---- Study material

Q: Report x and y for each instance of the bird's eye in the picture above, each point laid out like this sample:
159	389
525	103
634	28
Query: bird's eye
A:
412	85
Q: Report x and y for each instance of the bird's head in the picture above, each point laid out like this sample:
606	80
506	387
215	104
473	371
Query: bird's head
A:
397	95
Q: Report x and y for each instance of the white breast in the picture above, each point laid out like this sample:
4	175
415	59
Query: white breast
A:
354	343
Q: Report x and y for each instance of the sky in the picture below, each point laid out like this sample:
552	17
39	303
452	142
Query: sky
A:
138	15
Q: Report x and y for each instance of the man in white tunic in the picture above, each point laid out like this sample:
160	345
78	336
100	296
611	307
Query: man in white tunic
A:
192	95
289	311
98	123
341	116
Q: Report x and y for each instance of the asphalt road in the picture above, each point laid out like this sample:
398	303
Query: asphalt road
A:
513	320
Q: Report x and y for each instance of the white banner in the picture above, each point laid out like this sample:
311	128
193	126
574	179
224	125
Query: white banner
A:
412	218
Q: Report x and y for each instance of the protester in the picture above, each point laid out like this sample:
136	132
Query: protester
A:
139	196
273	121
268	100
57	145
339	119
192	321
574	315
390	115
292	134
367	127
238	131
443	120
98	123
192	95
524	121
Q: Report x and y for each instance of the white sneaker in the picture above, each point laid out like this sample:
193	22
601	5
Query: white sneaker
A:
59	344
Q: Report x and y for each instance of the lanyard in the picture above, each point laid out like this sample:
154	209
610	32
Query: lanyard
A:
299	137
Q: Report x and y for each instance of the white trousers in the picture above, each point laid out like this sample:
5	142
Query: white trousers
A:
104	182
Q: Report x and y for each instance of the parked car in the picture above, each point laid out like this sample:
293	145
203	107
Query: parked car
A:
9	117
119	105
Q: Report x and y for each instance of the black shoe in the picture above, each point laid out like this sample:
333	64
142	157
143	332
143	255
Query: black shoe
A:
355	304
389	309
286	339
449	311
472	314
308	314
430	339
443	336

--------

What you need to do:
Retype every line above with nothing changed.

Response to this task:
Q: Report x and y for each instance of the bird's eye in the picture above, each point laid out like this sample:
159	389
525	103
634	28
Query: bird's eye
A:
412	85
Q: Report x and y for each instance of the bird's head in the picture above, each point laid out like this sample:
606	80
506	387
215	104
473	371
Query: bird's head
A:
397	95
Q: Report x and y for each instance of the white breast in the picture above, each point laid out like this sample:
4	175
415	59
Query: white breast
A:
354	343
Q: Report x and y for each instance of the sky in the picture below, each point laid out like this sample:
552	17
39	303
452	142
Query: sky
A:
138	15
Q: Report x and y for each instance of the man in white tunic in the picture above, each point laid out like this sample:
160	345
78	336
100	296
611	307
Query: man in white tunic
A:
192	95
289	311
98	123
341	116
Q: Report x and y for each instance of the asphalt road in the picture above, each point laid out like this sample:
398	303
Query: asphalt road
A:
513	320
Q: Report x and y for each instance of the white banner in the picture above, each point laid out like this sample:
311	128
193	126
574	179
224	125
Query: white banner
A:
412	218
Q: Report x and y for each instance of the protester in the picture above, each point laid out like this sample:
136	132
Query: protester
A:
139	196
273	121
268	100
57	145
339	119
192	321
574	315
390	115
292	134
367	127
238	131
443	120
98	123
192	95
524	121
Q: Report x and y for each instance of the white sneaker in the picture above, each point laid out like this sample:
193	22
601	5
Query: white sneaker
A:
59	344
Q: Report x and y for each instance of the lanyard in the picture above, each point laid out like this sample:
154	209
610	32
Query: lanyard
A:
299	137
Q: Report x and y for each instance of the white trousers in the picture above, each point laid out like this sample:
5	142
Query: white trousers
A:
104	182
Q: Report x and y for each instance of the parked car in the picture above, each point laid out like this sample:
293	145
203	107
Query: parked car
A:
9	117
119	105
Q: Report x and y for each instance of the black shoe in the picture above, each point laid out like this sample:
333	64
142	157
143	332
143	255
Query: black shoe
A:
355	304
389	309
286	339
449	311
472	314
308	314
430	339
443	336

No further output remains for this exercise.